The problem:
Please copy out, unchanged, the lines of the records below, beginning at the line that contains "Target: house roof" and stopping after the line that contains "column 218, row 246".

Records to process:
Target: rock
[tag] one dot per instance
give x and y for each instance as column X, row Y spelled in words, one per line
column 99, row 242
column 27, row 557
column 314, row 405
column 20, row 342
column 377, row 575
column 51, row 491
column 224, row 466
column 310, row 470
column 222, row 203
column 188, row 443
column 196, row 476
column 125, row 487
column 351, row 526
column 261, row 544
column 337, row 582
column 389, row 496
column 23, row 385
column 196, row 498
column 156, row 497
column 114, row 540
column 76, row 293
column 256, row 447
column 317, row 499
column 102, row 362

---

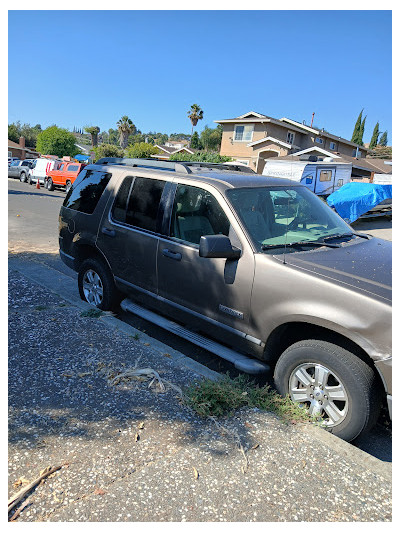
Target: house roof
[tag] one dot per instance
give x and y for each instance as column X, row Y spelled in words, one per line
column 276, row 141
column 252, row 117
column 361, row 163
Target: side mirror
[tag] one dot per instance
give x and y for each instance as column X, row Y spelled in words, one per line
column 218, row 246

--

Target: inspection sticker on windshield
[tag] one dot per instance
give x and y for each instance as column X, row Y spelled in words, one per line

Task solution:
Target: house roof
[tag] one dot per instance
give x and y for each instance as column X, row Y spelled in words, one per line
column 276, row 141
column 252, row 117
column 361, row 163
Target: side mirror
[tag] one dot per instance
give x and y for each instance as column X, row Y spelled in words, one per line
column 218, row 246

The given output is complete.